WHAT IS ASKED
Recast the stretch of material from the line that contains "of the parked" through the line that contains "(1222, 395)" as a two-column CSV with the headers text and answer. Give one row for each piece of text with its answer, putting each value in a quoted field with line breaks turned into spaces.

Pointing and labeling entries
——
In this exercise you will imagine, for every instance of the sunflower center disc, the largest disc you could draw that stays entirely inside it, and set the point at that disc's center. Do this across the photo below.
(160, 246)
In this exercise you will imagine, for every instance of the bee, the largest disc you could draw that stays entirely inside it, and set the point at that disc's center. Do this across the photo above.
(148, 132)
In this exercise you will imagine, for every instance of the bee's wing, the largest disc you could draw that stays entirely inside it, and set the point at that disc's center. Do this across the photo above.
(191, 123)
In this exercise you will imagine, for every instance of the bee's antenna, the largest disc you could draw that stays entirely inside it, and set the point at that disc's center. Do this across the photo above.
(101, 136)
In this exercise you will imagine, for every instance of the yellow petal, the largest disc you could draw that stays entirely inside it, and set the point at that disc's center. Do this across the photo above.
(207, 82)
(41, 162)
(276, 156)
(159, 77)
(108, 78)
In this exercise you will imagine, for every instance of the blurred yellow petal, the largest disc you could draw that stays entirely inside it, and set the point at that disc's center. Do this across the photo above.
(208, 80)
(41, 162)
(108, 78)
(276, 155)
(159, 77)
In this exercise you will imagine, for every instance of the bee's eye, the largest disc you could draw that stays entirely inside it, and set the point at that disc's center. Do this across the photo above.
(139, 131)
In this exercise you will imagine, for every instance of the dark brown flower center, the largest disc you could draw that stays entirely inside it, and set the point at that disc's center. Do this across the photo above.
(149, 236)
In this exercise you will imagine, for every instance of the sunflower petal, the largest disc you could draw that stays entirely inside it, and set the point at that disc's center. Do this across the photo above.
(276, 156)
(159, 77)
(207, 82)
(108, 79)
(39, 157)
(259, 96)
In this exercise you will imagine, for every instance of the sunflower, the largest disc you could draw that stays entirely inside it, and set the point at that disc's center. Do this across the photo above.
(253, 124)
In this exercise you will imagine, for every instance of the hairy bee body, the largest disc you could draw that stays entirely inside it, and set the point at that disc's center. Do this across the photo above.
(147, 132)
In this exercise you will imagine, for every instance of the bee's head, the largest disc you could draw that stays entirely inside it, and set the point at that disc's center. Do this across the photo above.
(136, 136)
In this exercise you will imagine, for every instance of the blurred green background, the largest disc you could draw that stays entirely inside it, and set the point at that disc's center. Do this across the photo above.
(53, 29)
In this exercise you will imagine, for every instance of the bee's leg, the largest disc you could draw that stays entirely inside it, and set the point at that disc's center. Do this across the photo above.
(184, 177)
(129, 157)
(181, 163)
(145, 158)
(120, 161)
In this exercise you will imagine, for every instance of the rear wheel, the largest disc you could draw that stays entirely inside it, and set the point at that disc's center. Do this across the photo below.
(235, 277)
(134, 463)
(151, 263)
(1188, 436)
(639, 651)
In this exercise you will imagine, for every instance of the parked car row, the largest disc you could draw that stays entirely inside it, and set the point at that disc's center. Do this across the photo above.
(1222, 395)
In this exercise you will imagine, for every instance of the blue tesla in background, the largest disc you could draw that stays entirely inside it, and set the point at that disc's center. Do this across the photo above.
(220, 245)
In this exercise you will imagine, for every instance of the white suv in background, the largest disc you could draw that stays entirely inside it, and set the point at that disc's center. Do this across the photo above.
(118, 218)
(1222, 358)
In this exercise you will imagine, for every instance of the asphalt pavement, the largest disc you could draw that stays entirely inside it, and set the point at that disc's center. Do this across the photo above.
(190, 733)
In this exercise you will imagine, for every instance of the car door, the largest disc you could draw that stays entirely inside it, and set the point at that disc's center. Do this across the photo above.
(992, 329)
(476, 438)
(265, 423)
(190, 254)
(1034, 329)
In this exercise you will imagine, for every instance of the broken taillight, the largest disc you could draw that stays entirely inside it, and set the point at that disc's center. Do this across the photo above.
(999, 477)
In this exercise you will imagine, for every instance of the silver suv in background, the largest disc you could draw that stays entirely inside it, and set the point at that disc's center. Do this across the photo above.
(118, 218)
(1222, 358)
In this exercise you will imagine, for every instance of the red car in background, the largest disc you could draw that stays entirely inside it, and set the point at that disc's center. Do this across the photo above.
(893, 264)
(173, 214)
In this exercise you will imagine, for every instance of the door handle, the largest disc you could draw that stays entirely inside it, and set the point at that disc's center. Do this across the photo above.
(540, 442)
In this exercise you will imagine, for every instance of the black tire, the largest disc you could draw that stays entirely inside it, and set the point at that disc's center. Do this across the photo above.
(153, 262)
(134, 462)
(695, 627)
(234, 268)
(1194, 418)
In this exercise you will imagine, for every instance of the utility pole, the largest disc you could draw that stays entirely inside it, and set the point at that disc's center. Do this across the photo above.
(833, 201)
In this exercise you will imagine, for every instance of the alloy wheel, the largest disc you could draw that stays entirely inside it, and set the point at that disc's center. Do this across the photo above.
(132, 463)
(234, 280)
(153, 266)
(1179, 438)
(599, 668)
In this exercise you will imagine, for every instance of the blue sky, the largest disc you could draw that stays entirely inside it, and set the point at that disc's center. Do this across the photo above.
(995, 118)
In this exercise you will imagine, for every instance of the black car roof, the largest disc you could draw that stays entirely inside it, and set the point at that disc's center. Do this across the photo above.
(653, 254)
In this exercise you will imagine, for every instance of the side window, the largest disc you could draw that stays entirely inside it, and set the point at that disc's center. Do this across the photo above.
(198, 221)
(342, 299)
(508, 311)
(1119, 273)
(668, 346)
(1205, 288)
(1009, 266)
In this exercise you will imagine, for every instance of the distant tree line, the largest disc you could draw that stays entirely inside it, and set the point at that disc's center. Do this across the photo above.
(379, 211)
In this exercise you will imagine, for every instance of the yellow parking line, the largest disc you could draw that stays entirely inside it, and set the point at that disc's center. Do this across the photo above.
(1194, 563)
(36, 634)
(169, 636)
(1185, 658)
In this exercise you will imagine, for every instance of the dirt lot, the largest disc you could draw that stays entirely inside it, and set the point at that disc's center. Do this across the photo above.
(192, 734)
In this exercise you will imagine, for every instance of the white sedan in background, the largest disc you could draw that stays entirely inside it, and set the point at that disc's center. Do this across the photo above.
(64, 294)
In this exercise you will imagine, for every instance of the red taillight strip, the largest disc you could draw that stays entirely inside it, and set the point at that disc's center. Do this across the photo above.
——
EXERCISE OUTPUT
text,answer
"In this exercise you will imagine, for every instance of the parked car row, the largest disc you could draw that stays entirely inside it, and set the point at that disc's center. Do this across the photo above.","(1222, 395)"